- 执行任务 -
请把从含有“Point to the stream.”的那一行起、直到记录末尾的各行（首尾两端都包括在内）重新写出，将其中的“cattail reed”改为“bulrush”，其余内容一律保持不变。答案中不要放入图片。

- 所用记录 -
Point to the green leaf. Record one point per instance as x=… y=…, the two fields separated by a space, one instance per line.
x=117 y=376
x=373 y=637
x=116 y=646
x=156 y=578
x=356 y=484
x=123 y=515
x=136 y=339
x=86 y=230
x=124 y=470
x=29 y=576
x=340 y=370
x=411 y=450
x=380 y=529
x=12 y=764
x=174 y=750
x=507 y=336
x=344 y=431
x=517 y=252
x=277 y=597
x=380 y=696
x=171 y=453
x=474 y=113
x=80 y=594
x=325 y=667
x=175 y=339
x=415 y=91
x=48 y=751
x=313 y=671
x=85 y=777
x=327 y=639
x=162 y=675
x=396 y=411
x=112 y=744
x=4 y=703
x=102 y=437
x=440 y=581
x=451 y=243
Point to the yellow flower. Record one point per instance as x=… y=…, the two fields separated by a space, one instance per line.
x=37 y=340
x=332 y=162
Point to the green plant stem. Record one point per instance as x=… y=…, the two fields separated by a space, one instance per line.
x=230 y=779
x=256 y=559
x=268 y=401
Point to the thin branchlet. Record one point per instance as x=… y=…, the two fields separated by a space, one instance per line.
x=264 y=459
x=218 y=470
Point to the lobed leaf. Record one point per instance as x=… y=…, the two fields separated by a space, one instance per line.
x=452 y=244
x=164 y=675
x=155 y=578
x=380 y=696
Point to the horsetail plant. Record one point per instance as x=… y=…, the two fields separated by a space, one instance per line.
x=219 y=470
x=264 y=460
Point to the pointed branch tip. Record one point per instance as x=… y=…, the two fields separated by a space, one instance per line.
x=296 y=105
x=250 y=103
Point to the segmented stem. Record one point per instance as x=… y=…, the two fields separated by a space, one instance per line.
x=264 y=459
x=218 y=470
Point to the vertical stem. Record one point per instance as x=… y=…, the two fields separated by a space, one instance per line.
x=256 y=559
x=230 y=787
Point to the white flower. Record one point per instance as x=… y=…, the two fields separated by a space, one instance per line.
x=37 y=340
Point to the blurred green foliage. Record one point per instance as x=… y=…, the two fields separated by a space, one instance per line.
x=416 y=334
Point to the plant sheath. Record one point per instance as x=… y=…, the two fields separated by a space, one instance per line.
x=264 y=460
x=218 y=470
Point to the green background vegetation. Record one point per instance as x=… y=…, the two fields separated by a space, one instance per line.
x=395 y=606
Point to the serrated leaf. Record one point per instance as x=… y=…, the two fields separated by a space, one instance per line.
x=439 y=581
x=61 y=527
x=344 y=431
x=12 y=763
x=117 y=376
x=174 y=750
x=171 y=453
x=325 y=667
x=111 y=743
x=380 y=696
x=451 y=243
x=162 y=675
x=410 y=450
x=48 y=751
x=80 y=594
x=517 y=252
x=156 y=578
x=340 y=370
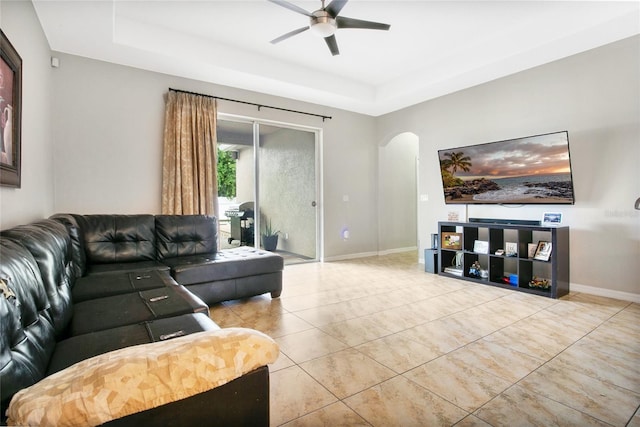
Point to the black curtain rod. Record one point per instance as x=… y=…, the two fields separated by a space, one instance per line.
x=253 y=103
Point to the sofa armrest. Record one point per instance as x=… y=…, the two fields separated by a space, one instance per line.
x=241 y=402
x=135 y=379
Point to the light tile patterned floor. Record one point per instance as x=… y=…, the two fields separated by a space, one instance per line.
x=379 y=342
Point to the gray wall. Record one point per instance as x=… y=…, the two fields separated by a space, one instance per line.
x=34 y=200
x=397 y=186
x=595 y=96
x=108 y=137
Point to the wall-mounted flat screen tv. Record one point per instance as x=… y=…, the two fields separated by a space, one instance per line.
x=530 y=170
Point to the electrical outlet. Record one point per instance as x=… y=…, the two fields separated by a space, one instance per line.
x=345 y=233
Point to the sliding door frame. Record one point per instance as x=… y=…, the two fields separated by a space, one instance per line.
x=319 y=190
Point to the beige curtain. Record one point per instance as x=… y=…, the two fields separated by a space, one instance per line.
x=189 y=179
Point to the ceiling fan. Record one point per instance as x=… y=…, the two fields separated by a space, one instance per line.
x=325 y=22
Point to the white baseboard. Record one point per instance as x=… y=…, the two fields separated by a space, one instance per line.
x=397 y=250
x=608 y=293
x=368 y=254
x=350 y=256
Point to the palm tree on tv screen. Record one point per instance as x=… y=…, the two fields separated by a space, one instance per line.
x=457 y=161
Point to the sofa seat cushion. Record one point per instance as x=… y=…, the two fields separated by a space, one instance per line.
x=81 y=347
x=185 y=235
x=134 y=379
x=105 y=285
x=128 y=309
x=226 y=264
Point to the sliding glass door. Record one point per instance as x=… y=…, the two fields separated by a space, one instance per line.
x=276 y=169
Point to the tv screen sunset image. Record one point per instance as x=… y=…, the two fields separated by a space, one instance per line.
x=527 y=170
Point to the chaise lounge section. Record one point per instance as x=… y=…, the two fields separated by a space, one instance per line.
x=91 y=294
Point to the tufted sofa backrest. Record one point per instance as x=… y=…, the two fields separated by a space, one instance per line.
x=119 y=238
x=78 y=250
x=49 y=243
x=184 y=235
x=27 y=336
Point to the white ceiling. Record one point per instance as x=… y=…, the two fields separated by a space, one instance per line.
x=433 y=47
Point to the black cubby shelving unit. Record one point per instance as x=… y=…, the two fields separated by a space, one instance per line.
x=512 y=272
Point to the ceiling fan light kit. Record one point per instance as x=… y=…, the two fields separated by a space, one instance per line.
x=325 y=21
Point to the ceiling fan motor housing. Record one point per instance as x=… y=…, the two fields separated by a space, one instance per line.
x=322 y=23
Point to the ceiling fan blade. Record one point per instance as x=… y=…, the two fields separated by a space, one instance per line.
x=333 y=45
x=344 y=22
x=292 y=7
x=335 y=7
x=289 y=34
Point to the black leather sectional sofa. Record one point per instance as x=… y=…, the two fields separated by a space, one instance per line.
x=76 y=286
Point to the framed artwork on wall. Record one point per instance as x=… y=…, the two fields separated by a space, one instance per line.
x=10 y=113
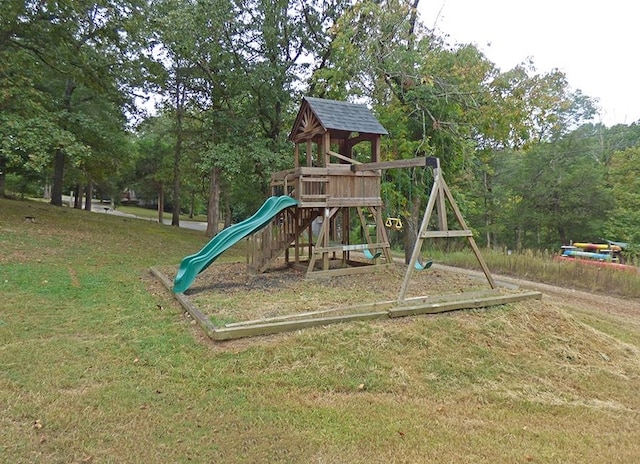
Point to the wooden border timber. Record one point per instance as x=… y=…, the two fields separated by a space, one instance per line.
x=377 y=310
x=192 y=309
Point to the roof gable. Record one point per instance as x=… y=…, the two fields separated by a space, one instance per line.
x=318 y=115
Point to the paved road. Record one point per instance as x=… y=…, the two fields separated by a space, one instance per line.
x=104 y=208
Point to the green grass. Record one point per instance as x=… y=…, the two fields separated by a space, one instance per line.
x=98 y=364
x=153 y=213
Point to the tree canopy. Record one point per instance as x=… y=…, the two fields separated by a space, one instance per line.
x=522 y=152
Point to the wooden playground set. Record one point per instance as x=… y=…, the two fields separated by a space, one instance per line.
x=331 y=198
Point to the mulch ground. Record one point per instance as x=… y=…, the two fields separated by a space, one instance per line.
x=227 y=293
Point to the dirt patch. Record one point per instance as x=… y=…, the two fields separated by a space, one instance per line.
x=227 y=294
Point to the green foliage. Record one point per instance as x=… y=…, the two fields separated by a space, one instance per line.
x=624 y=178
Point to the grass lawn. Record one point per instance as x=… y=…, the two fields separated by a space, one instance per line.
x=98 y=364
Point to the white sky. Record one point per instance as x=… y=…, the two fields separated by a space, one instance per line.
x=594 y=43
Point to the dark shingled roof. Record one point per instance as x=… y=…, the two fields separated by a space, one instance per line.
x=340 y=115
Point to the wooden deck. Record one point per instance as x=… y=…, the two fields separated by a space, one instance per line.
x=334 y=186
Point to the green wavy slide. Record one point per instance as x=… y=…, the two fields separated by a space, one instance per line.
x=193 y=265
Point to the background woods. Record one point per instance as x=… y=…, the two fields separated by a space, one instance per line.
x=189 y=104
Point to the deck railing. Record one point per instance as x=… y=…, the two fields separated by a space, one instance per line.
x=335 y=185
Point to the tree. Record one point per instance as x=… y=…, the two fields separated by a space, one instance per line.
x=76 y=48
x=624 y=180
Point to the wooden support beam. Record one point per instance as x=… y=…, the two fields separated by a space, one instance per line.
x=446 y=233
x=408 y=163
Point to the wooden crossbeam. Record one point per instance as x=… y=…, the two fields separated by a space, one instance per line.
x=408 y=163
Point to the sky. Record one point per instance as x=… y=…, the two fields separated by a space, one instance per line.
x=594 y=43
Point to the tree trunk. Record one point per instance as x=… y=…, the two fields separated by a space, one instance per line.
x=213 y=208
x=177 y=152
x=59 y=157
x=77 y=200
x=88 y=194
x=175 y=217
x=58 y=177
x=3 y=170
x=160 y=203
x=227 y=211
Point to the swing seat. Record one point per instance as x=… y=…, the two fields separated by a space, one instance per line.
x=393 y=223
x=421 y=266
x=371 y=256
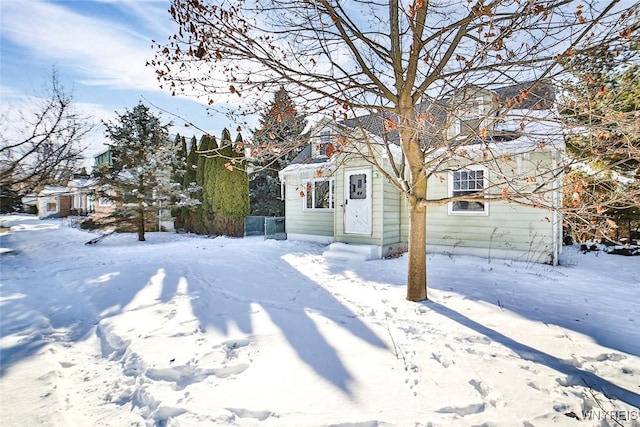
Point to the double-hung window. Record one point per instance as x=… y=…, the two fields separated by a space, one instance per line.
x=469 y=182
x=319 y=194
x=468 y=119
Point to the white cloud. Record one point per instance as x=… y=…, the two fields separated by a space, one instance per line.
x=105 y=51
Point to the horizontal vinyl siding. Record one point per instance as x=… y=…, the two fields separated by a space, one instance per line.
x=391 y=214
x=376 y=206
x=508 y=228
x=301 y=221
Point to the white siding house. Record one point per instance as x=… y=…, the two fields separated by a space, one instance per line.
x=343 y=198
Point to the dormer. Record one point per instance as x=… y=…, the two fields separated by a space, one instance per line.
x=322 y=144
x=470 y=113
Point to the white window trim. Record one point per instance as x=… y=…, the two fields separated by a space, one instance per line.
x=332 y=190
x=104 y=201
x=476 y=110
x=325 y=136
x=485 y=185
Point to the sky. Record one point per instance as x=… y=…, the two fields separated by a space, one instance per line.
x=99 y=49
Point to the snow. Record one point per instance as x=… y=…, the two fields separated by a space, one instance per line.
x=182 y=330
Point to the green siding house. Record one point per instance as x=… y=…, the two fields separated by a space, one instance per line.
x=336 y=191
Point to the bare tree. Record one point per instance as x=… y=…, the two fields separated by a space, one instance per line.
x=395 y=63
x=41 y=142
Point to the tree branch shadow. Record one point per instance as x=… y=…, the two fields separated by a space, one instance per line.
x=525 y=352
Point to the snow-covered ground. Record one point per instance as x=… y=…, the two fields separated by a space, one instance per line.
x=188 y=331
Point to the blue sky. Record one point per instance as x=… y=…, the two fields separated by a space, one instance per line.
x=99 y=48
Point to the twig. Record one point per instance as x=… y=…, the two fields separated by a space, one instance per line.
x=396 y=348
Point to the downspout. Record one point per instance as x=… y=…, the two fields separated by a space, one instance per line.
x=555 y=214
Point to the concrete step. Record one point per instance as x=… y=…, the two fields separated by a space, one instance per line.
x=351 y=251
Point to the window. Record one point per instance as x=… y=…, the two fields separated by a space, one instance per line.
x=358 y=186
x=319 y=194
x=468 y=182
x=322 y=144
x=104 y=201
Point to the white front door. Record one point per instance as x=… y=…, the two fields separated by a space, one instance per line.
x=357 y=204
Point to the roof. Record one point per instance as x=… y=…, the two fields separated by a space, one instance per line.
x=540 y=96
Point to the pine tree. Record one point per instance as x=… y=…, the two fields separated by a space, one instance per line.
x=210 y=173
x=201 y=214
x=177 y=176
x=275 y=143
x=189 y=199
x=140 y=176
x=603 y=190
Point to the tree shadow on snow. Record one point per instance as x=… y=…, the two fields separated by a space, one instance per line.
x=225 y=295
x=575 y=375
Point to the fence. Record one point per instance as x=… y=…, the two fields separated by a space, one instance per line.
x=267 y=226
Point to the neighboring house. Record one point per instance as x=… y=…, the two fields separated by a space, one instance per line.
x=81 y=190
x=341 y=198
x=60 y=202
x=54 y=202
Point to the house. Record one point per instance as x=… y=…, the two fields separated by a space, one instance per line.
x=54 y=202
x=81 y=189
x=335 y=195
x=60 y=202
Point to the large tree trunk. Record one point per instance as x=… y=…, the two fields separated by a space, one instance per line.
x=417 y=269
x=141 y=224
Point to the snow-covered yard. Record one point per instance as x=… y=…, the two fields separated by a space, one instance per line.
x=188 y=331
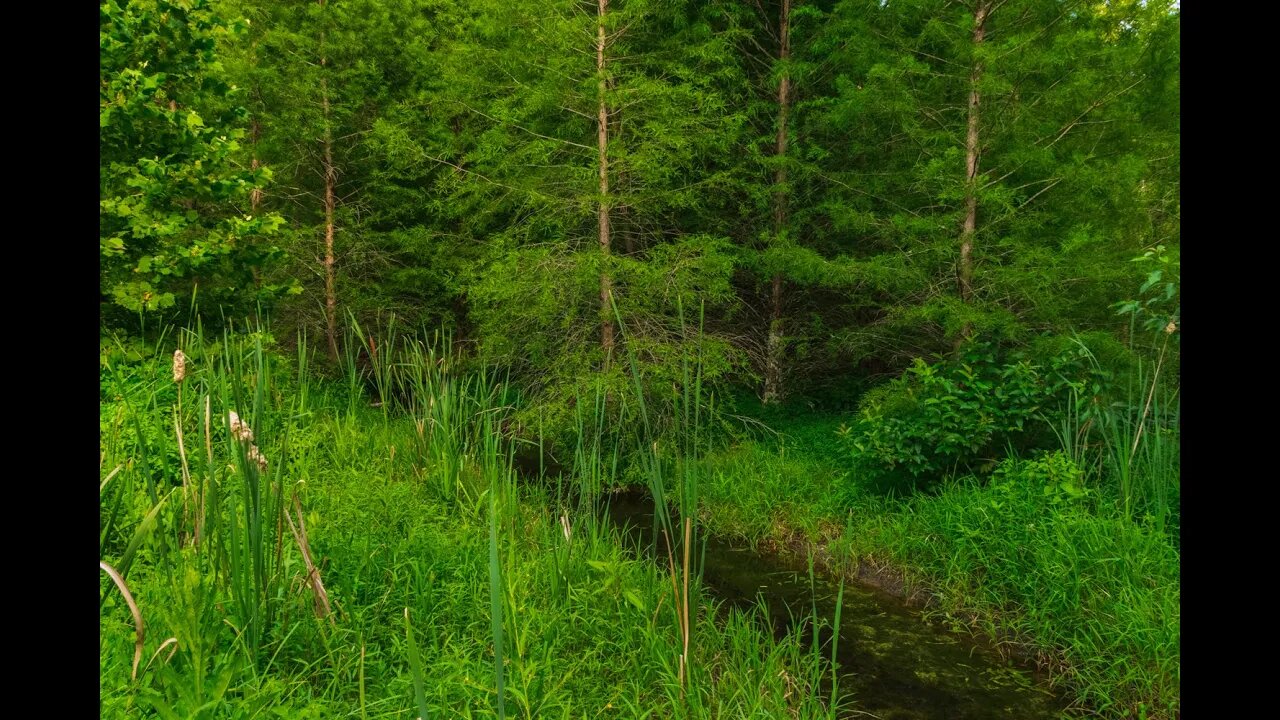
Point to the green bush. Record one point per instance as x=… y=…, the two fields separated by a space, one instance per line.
x=958 y=415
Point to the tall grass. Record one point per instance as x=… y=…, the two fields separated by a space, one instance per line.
x=1130 y=442
x=414 y=514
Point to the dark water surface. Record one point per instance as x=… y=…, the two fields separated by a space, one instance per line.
x=892 y=664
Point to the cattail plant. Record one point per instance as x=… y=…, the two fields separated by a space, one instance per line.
x=179 y=367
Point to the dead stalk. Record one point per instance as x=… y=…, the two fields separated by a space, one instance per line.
x=133 y=607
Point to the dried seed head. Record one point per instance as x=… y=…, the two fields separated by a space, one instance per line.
x=240 y=429
x=179 y=367
x=255 y=455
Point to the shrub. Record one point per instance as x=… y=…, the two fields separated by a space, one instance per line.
x=958 y=415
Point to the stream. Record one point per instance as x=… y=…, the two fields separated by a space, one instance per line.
x=892 y=664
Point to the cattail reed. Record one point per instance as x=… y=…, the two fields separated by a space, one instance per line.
x=240 y=429
x=179 y=367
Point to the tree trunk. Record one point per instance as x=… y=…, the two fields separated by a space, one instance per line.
x=603 y=146
x=330 y=178
x=773 y=351
x=973 y=151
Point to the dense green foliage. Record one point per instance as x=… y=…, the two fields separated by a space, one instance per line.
x=428 y=556
x=899 y=279
x=174 y=200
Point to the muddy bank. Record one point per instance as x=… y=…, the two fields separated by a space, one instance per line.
x=892 y=664
x=912 y=592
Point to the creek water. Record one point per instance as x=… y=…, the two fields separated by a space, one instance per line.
x=891 y=664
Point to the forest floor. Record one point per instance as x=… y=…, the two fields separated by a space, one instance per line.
x=423 y=543
x=1089 y=597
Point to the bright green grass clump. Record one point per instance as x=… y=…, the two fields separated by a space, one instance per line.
x=1040 y=555
x=443 y=580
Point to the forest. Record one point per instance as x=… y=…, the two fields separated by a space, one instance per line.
x=691 y=359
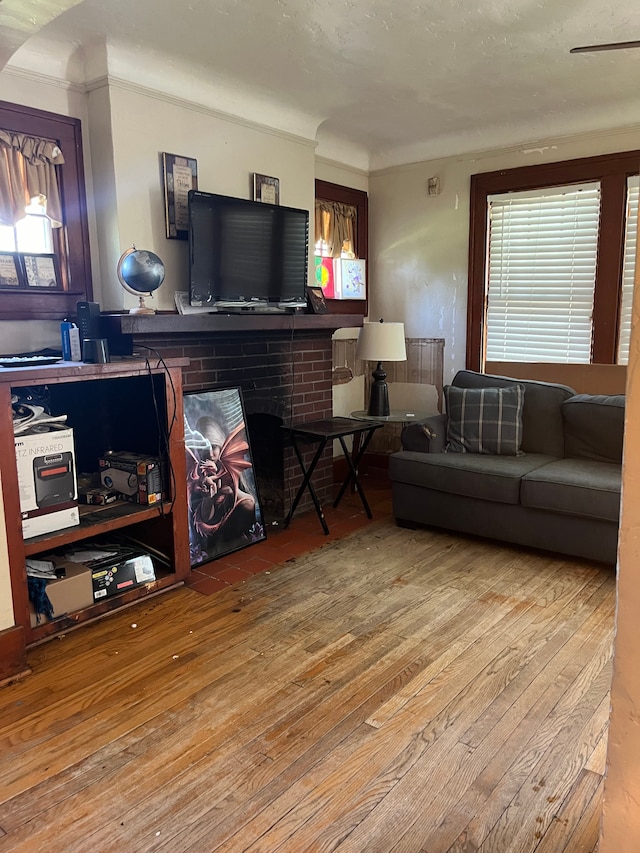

- 问题解答 -
Point to the stream. Record one point per instance as x=… y=…, the two fields separated by a space, one instance per line.
x=892 y=664
Point to the bulrush. Record one point per instance as x=… y=…, the two fields separated by a space, one instance per line.
x=240 y=429
x=179 y=367
Point to the tree trunk. Record one point per instance as x=… y=…, the two fields separated by a space, one instance per line.
x=603 y=146
x=330 y=178
x=773 y=351
x=973 y=151
Point to the dense green foliage. Record one point per instance as x=… y=…, the two fields separated by a space, one instance per line.
x=428 y=556
x=899 y=279
x=174 y=200
Point to the muddy bank. Record one point per instance as x=… y=…, the two fields separated by a space, one instance per line.
x=892 y=664
x=912 y=592
Point to the creek water. Record one point per instance as x=… y=…, the two fields separated by a space, one instance per line.
x=891 y=664
Point to the forest floor. Record one point per instance as x=… y=…, the two fields separated by a space, one instance per line.
x=423 y=543
x=1089 y=597
Point to the bright green grass clump. Record one point per instance as x=… y=…, the two fields separated by a space, one instance per line.
x=1040 y=555
x=443 y=580
Point to the forest. Record one point per instance as x=… y=…, the two fields separated by a space, one instance per line.
x=691 y=359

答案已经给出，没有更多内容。